Pointing records for named objects
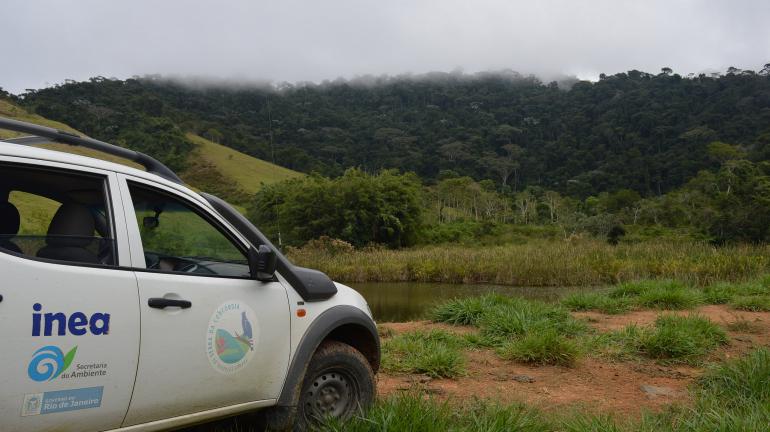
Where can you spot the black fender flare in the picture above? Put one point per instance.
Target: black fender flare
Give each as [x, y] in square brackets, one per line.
[334, 318]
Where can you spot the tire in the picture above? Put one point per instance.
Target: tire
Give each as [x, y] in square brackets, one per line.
[338, 383]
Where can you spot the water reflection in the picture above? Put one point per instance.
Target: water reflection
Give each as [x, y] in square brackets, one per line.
[398, 302]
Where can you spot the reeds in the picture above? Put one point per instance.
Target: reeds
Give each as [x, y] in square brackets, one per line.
[545, 263]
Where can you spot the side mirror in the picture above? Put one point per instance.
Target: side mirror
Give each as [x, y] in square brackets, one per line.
[262, 262]
[150, 222]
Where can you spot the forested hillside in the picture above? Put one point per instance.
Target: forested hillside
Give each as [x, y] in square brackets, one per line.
[635, 130]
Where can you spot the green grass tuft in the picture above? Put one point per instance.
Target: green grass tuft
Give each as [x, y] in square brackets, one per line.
[435, 353]
[466, 311]
[684, 339]
[543, 348]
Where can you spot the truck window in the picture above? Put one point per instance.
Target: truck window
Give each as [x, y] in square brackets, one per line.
[178, 239]
[55, 215]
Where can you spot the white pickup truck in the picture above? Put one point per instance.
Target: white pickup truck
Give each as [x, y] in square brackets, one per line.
[130, 302]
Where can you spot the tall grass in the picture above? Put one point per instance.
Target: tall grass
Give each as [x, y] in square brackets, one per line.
[545, 263]
[679, 339]
[435, 353]
[734, 396]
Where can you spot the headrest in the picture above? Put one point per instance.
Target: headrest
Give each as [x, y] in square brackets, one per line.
[9, 219]
[71, 226]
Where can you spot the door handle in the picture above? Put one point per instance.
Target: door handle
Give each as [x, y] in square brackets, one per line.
[162, 303]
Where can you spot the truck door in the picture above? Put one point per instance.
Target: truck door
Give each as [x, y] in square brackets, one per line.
[210, 335]
[69, 315]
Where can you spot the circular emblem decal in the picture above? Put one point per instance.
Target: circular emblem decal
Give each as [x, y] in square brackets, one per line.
[230, 337]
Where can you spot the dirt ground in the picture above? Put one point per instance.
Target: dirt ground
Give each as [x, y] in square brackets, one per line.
[625, 388]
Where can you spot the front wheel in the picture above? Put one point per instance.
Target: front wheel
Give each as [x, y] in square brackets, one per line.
[339, 382]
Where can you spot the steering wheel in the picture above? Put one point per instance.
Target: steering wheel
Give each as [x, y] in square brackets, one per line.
[152, 261]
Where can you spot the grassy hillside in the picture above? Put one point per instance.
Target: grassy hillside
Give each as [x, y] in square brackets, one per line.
[246, 171]
[9, 110]
[213, 167]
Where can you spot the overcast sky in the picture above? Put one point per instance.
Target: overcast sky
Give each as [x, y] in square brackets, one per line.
[45, 42]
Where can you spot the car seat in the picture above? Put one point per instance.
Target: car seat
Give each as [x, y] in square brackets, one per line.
[70, 233]
[9, 226]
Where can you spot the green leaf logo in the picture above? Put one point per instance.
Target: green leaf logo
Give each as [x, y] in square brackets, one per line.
[68, 359]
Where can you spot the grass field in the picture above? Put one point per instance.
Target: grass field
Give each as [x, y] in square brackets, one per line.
[585, 262]
[247, 172]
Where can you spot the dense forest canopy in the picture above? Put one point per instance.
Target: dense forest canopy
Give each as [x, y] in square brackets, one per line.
[648, 133]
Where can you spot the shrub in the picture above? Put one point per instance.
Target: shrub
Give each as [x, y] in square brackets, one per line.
[752, 303]
[466, 311]
[546, 347]
[720, 293]
[666, 297]
[519, 317]
[741, 380]
[583, 301]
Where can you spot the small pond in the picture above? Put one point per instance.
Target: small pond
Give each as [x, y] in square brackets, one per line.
[405, 301]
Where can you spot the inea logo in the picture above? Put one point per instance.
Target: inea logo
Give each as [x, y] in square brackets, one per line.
[78, 323]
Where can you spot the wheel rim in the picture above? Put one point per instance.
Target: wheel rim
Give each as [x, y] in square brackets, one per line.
[332, 394]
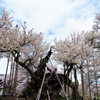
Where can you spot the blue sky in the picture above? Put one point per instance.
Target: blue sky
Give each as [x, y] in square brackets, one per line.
[54, 18]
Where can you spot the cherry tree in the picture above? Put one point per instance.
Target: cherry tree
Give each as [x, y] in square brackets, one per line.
[73, 51]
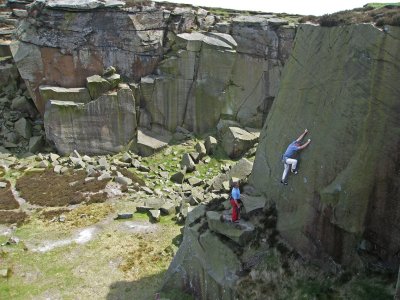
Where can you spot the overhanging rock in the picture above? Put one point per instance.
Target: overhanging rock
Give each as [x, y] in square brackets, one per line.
[106, 125]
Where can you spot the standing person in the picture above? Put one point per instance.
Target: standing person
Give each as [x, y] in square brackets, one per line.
[235, 198]
[288, 157]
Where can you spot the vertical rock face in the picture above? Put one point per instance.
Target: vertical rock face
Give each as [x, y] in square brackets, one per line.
[61, 43]
[342, 84]
[210, 76]
[106, 125]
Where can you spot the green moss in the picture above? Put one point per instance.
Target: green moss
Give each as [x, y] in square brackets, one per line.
[380, 5]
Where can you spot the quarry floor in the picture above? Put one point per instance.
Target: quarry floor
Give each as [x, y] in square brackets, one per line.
[104, 259]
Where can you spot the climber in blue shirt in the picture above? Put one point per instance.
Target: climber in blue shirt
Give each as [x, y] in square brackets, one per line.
[290, 153]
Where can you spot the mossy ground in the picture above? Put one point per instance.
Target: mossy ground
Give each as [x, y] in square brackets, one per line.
[47, 188]
[124, 259]
[7, 200]
[118, 263]
[284, 277]
[379, 14]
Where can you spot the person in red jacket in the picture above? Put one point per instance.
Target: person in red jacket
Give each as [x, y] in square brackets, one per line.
[235, 198]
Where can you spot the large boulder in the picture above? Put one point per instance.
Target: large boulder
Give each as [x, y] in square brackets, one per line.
[106, 125]
[203, 264]
[150, 142]
[79, 95]
[240, 232]
[236, 141]
[240, 171]
[348, 177]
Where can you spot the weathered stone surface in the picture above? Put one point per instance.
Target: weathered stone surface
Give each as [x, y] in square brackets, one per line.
[114, 80]
[123, 180]
[252, 203]
[179, 176]
[97, 86]
[24, 128]
[241, 170]
[203, 258]
[35, 143]
[240, 232]
[348, 180]
[83, 4]
[195, 214]
[22, 104]
[236, 141]
[79, 95]
[201, 150]
[187, 163]
[149, 142]
[106, 125]
[53, 47]
[168, 208]
[211, 144]
[155, 215]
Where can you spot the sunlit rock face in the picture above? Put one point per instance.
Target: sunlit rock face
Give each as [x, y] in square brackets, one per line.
[342, 84]
[61, 43]
[210, 76]
[105, 125]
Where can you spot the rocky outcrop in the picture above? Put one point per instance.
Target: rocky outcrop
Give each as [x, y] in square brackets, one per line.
[211, 76]
[105, 125]
[342, 84]
[61, 43]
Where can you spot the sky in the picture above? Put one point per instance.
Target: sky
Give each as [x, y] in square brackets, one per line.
[302, 7]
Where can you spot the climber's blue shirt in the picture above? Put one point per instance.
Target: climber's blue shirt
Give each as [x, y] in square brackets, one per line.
[235, 193]
[291, 150]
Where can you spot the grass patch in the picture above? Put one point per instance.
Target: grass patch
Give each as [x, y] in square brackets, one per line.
[368, 289]
[375, 5]
[7, 200]
[46, 188]
[12, 217]
[378, 13]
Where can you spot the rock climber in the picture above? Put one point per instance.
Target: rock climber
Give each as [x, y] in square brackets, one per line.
[288, 158]
[235, 202]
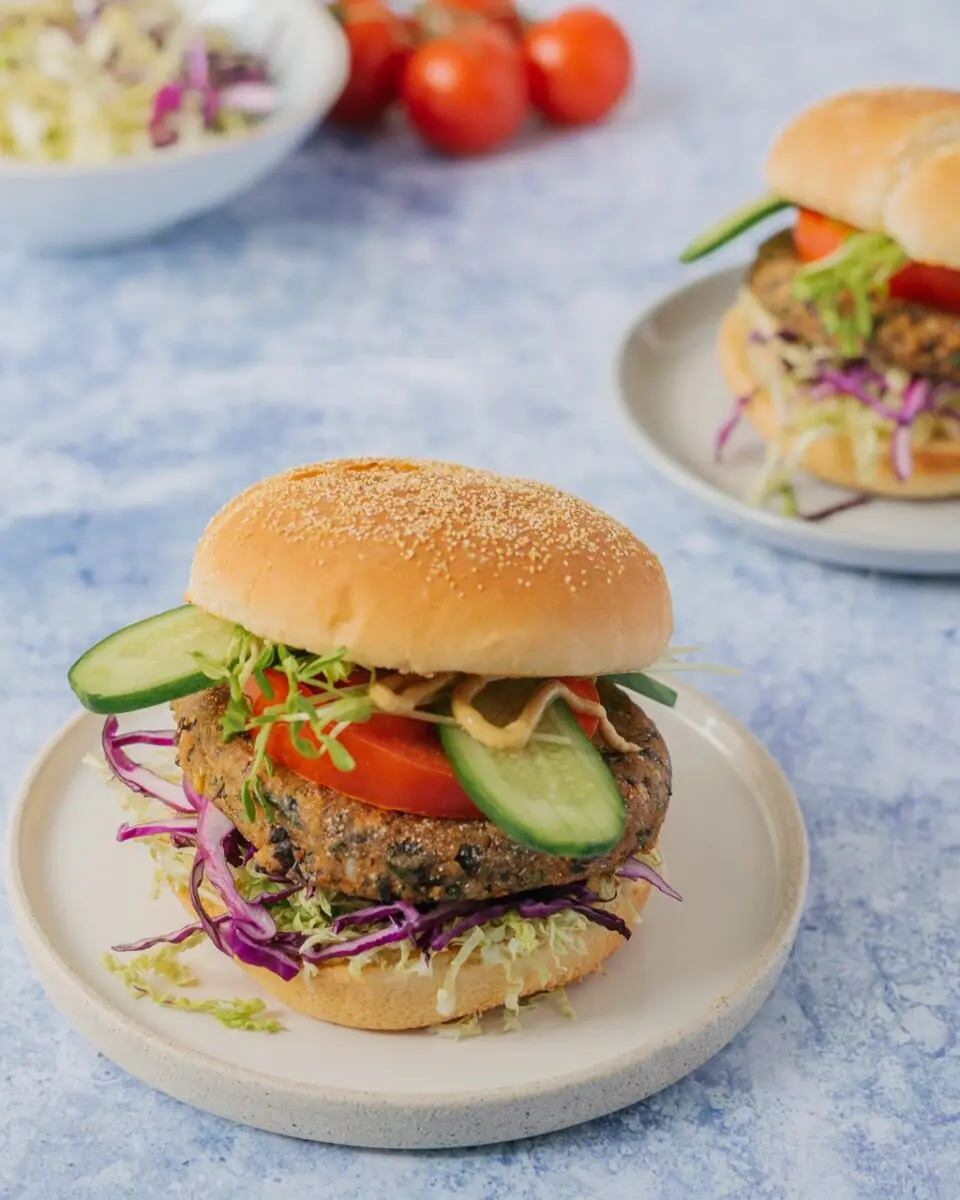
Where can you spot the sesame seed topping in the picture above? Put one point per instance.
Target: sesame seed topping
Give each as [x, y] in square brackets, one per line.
[456, 520]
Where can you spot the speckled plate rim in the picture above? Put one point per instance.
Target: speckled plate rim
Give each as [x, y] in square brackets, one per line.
[785, 532]
[417, 1121]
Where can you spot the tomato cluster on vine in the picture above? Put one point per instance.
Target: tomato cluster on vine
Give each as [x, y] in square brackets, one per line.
[469, 73]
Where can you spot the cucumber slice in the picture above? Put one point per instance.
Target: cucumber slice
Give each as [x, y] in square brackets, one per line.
[559, 798]
[150, 663]
[733, 226]
[642, 684]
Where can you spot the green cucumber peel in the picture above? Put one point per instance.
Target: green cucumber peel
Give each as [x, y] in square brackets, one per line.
[738, 222]
[645, 685]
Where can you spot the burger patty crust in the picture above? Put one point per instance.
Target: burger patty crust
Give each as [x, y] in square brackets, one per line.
[345, 845]
[918, 340]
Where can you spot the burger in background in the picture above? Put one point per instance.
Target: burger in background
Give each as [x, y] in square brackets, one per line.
[843, 349]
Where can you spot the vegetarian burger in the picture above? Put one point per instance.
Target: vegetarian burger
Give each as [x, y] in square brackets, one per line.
[844, 346]
[414, 783]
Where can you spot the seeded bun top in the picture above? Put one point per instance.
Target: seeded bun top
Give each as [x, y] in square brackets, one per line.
[885, 160]
[427, 567]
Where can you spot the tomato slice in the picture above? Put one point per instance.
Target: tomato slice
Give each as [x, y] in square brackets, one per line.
[816, 237]
[400, 762]
[936, 287]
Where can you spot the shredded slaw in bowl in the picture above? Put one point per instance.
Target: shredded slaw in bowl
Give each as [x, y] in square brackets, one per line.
[94, 81]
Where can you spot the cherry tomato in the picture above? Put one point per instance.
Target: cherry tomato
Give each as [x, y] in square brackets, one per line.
[379, 47]
[400, 762]
[502, 13]
[937, 287]
[466, 93]
[579, 65]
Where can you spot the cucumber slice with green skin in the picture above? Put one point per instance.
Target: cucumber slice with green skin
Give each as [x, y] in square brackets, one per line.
[150, 663]
[645, 685]
[559, 798]
[733, 226]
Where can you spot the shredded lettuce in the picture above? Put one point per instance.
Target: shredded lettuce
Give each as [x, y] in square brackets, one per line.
[846, 285]
[141, 972]
[327, 711]
[816, 395]
[107, 78]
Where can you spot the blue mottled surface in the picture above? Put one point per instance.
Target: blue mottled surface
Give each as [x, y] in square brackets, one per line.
[370, 299]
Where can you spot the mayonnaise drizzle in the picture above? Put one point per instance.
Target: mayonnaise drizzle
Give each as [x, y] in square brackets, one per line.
[401, 694]
[519, 732]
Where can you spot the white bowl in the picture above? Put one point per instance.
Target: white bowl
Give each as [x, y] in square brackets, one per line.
[71, 207]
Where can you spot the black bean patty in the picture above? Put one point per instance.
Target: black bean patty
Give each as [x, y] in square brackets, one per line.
[918, 340]
[347, 846]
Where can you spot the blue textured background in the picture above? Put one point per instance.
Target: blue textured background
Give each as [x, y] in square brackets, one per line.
[370, 299]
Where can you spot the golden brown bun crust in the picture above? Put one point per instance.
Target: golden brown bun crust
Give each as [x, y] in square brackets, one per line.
[426, 567]
[381, 999]
[936, 467]
[885, 160]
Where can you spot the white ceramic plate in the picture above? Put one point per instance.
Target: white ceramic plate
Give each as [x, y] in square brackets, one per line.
[689, 981]
[675, 399]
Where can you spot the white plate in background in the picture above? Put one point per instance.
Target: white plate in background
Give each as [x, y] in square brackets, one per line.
[688, 982]
[675, 399]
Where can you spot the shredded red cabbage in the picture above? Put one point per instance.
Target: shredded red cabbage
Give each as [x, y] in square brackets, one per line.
[725, 431]
[861, 382]
[247, 930]
[136, 777]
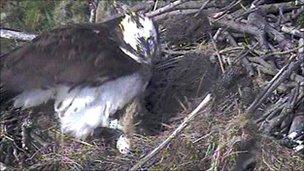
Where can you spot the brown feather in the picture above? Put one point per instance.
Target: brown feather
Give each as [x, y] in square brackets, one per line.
[78, 54]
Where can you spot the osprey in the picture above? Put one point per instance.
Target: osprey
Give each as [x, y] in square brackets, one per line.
[89, 71]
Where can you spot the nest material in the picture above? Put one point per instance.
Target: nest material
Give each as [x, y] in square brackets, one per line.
[220, 138]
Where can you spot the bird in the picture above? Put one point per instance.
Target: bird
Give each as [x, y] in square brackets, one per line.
[89, 71]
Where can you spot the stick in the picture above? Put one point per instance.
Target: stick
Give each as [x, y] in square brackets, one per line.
[182, 126]
[166, 8]
[12, 34]
[274, 83]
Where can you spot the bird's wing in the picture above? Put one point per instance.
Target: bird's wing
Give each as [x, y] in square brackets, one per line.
[80, 54]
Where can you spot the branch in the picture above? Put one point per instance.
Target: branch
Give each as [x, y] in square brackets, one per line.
[166, 8]
[182, 126]
[284, 73]
[12, 34]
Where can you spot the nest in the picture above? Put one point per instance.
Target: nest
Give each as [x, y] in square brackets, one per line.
[235, 67]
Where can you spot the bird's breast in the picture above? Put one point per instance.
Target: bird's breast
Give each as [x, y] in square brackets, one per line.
[83, 109]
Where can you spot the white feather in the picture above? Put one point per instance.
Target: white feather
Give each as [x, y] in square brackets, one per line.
[95, 105]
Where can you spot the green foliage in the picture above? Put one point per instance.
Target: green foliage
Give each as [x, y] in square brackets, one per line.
[301, 20]
[30, 15]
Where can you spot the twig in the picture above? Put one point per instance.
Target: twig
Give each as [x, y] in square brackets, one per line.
[274, 83]
[217, 54]
[182, 126]
[202, 7]
[12, 34]
[166, 8]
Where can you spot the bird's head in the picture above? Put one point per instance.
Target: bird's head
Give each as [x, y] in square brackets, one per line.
[140, 37]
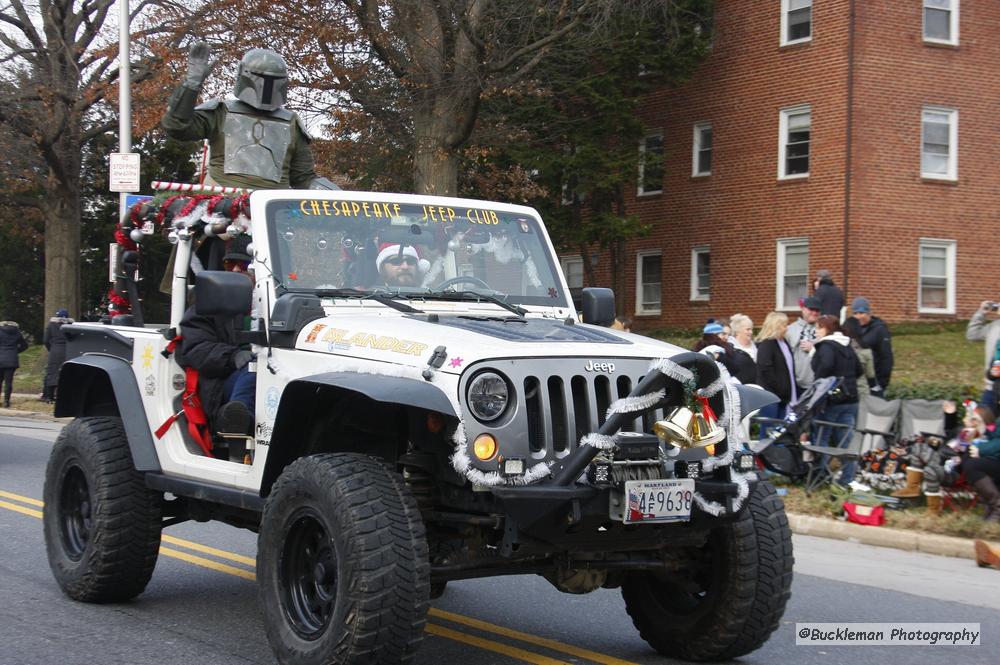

▸ GIVEN TASK
Count the lines in the entries above that contain the string "mossy" and reply with the number alone.

▸ EXERCISE OUTPUT
2